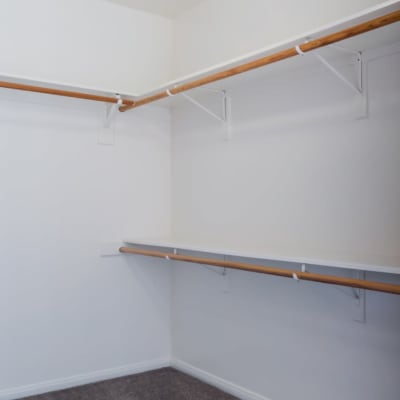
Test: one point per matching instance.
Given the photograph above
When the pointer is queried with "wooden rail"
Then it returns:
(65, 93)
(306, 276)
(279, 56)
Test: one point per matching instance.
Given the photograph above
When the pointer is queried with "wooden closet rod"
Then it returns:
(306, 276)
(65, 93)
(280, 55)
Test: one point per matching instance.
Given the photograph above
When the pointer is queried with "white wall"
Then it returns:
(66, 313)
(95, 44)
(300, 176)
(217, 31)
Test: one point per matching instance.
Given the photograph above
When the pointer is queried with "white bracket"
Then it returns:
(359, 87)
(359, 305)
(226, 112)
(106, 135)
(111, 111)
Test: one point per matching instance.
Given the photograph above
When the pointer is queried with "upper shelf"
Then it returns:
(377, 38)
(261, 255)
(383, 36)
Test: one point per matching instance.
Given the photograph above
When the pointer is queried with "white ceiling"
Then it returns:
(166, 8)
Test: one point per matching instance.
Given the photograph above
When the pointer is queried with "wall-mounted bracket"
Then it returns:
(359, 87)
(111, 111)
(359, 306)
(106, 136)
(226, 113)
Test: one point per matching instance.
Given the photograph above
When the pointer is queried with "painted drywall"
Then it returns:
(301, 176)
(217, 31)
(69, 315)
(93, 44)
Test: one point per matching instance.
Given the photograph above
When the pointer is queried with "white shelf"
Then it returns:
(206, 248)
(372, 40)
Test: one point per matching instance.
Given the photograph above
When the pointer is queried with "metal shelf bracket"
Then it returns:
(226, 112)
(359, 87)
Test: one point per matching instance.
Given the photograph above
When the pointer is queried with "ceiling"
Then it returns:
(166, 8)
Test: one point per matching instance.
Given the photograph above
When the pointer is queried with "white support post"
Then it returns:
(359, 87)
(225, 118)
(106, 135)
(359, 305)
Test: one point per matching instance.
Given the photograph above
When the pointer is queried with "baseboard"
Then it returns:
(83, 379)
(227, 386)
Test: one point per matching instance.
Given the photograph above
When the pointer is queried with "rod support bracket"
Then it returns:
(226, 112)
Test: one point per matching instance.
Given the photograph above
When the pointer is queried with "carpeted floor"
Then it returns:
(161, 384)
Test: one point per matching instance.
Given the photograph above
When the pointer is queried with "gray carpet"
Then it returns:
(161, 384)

——

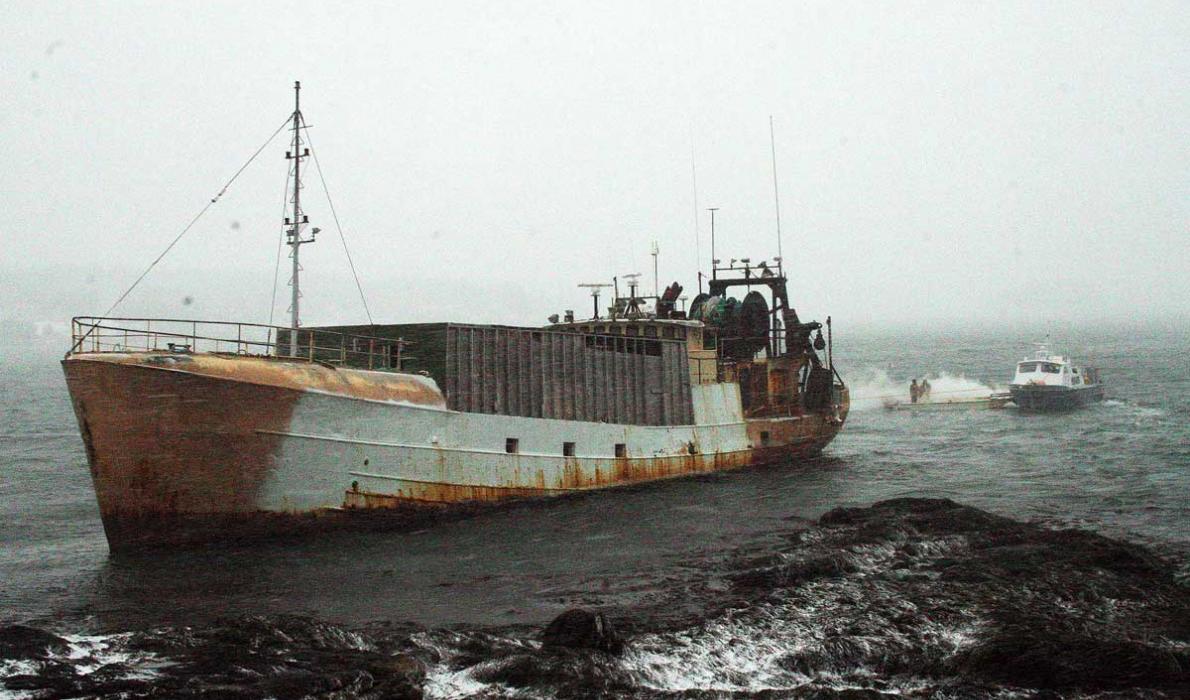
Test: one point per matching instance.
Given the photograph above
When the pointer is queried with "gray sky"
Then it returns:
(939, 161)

——

Report each line of the records above in which the string "gray" appears, treating uppercase and lowercase as distinct.

When the pointer is queried with "gray carpet"
When the pointer is queried with "gray sky"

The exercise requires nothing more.